Working data: Begin
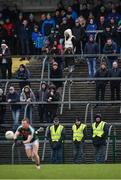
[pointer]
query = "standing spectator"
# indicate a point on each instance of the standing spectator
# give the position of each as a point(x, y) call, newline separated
point(5, 61)
point(23, 74)
point(69, 49)
point(79, 134)
point(41, 96)
point(10, 29)
point(28, 96)
point(52, 96)
point(99, 135)
point(56, 73)
point(2, 107)
point(56, 136)
point(47, 25)
point(25, 34)
point(115, 84)
point(73, 13)
point(102, 72)
point(38, 41)
point(13, 97)
point(110, 47)
point(80, 36)
point(91, 26)
point(91, 47)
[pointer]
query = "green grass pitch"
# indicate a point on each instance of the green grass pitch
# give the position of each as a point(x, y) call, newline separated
point(66, 171)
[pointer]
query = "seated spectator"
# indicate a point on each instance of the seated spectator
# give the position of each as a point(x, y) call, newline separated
point(69, 49)
point(13, 97)
point(47, 25)
point(41, 95)
point(72, 13)
point(52, 96)
point(10, 29)
point(23, 74)
point(91, 26)
point(2, 107)
point(91, 47)
point(56, 73)
point(102, 72)
point(5, 61)
point(110, 47)
point(115, 84)
point(28, 96)
point(38, 41)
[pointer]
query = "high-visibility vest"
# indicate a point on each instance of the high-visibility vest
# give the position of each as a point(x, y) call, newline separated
point(56, 135)
point(78, 132)
point(99, 130)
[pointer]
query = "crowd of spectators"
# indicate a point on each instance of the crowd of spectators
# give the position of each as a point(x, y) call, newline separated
point(66, 31)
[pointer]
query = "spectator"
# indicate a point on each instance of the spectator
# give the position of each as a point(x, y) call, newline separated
point(56, 73)
point(25, 34)
point(52, 96)
point(3, 33)
point(80, 37)
point(79, 134)
point(5, 61)
point(23, 74)
point(28, 96)
point(41, 96)
point(47, 25)
point(91, 26)
point(91, 47)
point(99, 135)
point(115, 84)
point(13, 97)
point(102, 72)
point(10, 29)
point(56, 136)
point(85, 11)
point(38, 41)
point(72, 13)
point(110, 47)
point(2, 107)
point(69, 49)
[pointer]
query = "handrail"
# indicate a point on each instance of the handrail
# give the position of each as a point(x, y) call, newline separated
point(44, 145)
point(108, 141)
point(43, 67)
point(86, 113)
point(63, 79)
point(63, 96)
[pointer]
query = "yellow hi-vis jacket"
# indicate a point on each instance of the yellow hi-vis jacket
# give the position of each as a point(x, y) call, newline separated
point(99, 130)
point(78, 132)
point(56, 135)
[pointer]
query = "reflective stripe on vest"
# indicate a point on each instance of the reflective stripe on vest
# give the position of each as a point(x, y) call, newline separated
point(78, 133)
point(56, 135)
point(99, 130)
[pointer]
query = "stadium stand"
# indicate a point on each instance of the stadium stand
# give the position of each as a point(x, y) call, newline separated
point(78, 95)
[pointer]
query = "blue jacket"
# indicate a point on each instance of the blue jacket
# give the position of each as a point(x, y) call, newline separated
point(38, 40)
point(47, 26)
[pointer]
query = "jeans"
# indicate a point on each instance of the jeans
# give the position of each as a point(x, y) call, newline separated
point(78, 152)
point(100, 154)
point(91, 62)
point(15, 116)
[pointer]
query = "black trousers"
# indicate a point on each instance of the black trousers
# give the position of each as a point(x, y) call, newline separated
point(100, 92)
point(115, 91)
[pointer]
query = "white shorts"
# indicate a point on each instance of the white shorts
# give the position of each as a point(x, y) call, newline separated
point(30, 145)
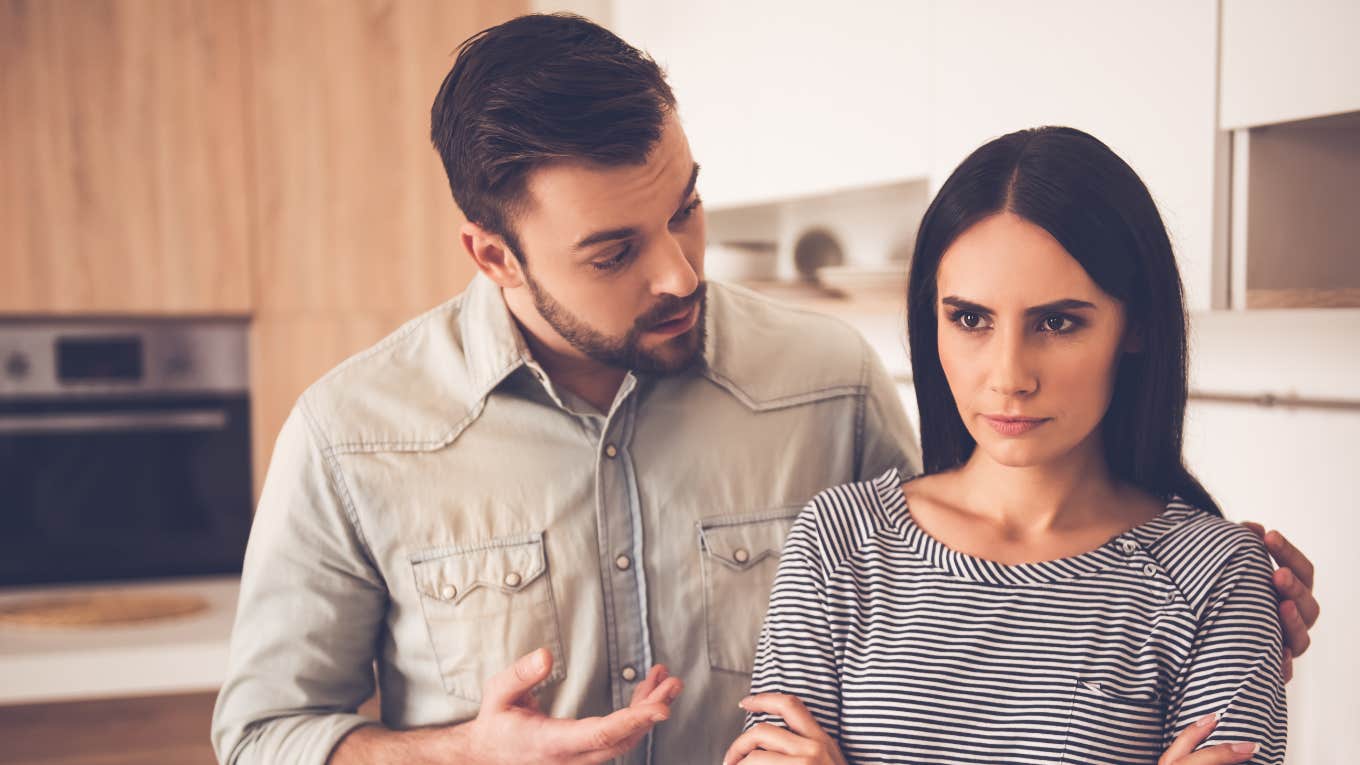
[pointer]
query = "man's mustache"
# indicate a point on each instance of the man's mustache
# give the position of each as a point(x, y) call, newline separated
point(669, 306)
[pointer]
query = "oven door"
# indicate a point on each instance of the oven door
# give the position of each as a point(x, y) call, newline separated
point(123, 489)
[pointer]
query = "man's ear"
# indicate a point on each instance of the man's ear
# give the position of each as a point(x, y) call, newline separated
point(493, 256)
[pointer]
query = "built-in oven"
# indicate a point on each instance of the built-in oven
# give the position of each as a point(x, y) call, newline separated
point(124, 449)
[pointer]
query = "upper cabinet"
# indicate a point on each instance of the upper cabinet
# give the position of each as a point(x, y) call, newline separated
point(1140, 76)
point(123, 138)
point(792, 98)
point(1287, 61)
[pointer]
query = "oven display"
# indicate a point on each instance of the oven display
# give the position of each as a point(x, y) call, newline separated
point(99, 360)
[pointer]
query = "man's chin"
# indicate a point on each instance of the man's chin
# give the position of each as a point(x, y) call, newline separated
point(673, 355)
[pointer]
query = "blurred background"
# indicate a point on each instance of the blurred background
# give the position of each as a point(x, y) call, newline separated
point(206, 204)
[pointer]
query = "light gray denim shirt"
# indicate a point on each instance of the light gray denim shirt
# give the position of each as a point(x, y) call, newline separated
point(437, 508)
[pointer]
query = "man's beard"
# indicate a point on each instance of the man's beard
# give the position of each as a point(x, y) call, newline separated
point(627, 351)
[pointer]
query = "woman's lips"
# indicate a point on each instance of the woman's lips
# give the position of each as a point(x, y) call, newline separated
point(1013, 425)
point(679, 324)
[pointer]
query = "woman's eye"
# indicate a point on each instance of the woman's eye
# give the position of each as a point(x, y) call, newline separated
point(1057, 324)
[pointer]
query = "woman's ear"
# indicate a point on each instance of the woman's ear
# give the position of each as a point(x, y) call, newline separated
point(1133, 340)
point(493, 256)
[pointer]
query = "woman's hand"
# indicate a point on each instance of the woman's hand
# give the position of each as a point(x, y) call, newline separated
point(1182, 750)
point(803, 743)
point(1294, 584)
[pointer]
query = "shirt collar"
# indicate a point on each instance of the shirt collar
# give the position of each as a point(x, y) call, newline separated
point(491, 339)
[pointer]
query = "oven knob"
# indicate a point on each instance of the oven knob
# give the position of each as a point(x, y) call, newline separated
point(17, 366)
point(178, 365)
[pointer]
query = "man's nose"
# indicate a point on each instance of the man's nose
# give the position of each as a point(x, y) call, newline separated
point(672, 272)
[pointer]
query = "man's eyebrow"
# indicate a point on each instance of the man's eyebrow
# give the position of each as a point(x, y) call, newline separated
point(607, 236)
point(1066, 304)
point(629, 232)
point(688, 188)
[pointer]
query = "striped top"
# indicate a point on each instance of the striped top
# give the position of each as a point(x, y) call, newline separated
point(907, 651)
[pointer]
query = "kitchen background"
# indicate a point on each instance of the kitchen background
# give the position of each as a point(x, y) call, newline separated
point(263, 168)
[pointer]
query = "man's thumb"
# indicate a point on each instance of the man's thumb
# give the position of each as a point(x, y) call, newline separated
point(506, 686)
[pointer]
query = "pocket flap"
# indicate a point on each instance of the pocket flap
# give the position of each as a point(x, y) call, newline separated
point(509, 565)
point(741, 542)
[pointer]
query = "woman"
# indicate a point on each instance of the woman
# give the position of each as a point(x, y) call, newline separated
point(1056, 587)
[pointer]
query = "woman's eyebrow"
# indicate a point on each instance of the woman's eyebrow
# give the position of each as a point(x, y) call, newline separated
point(966, 305)
point(1068, 304)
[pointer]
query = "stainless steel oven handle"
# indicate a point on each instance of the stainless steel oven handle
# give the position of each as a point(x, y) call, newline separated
point(113, 422)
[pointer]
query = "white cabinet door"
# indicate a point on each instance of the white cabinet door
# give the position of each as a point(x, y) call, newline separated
point(796, 97)
point(1140, 76)
point(1288, 60)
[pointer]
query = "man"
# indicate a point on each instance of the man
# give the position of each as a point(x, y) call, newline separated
point(537, 502)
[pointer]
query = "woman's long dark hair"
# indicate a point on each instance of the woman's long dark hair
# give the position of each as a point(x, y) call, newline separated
point(1087, 198)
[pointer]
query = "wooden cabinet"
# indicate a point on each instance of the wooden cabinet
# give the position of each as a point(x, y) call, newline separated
point(355, 229)
point(148, 730)
point(123, 138)
point(1284, 61)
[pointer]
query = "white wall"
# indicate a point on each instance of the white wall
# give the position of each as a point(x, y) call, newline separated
point(1298, 471)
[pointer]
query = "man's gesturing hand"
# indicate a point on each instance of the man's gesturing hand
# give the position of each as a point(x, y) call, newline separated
point(512, 730)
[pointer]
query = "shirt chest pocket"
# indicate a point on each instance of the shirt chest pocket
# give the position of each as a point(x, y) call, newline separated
point(740, 556)
point(486, 606)
point(1113, 724)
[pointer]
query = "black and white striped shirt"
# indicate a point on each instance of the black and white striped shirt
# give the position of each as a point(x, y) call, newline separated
point(907, 651)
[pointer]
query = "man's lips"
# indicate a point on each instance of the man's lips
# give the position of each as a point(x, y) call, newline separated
point(677, 323)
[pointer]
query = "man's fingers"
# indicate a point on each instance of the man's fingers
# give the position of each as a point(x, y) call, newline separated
point(1189, 738)
point(667, 692)
point(604, 735)
point(1220, 754)
point(789, 708)
point(1295, 629)
point(507, 686)
point(649, 684)
point(1289, 557)
point(1291, 588)
point(770, 738)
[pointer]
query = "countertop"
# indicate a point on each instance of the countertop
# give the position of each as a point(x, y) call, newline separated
point(165, 656)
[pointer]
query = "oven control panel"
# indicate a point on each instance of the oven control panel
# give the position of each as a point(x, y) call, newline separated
point(63, 358)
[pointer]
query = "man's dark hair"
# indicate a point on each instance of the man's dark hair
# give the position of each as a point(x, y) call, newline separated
point(535, 90)
point(1096, 207)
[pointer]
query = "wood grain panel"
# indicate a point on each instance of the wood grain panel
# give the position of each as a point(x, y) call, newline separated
point(153, 730)
point(290, 353)
point(125, 158)
point(352, 206)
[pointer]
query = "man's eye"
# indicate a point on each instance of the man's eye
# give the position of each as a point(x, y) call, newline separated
point(614, 262)
point(688, 211)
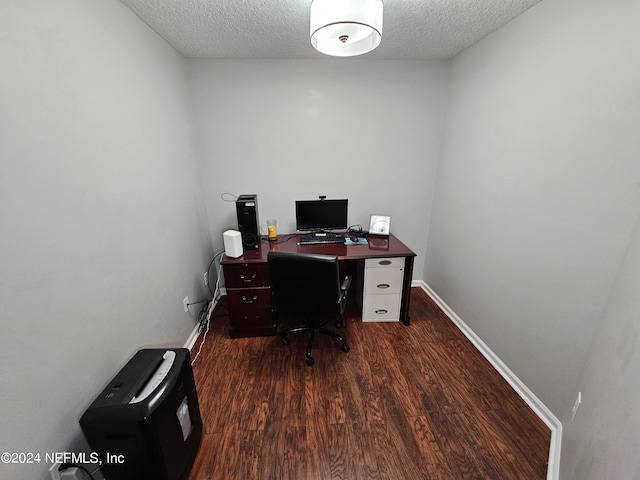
Working data: End
Report, from the entries above, each line where "black" is found.

## Result
query = "black trousers"
# indicate a point on each instance of the black trousers
query = "black and white striped shirt"
# indicate a point on each instance of the black and white striped shirt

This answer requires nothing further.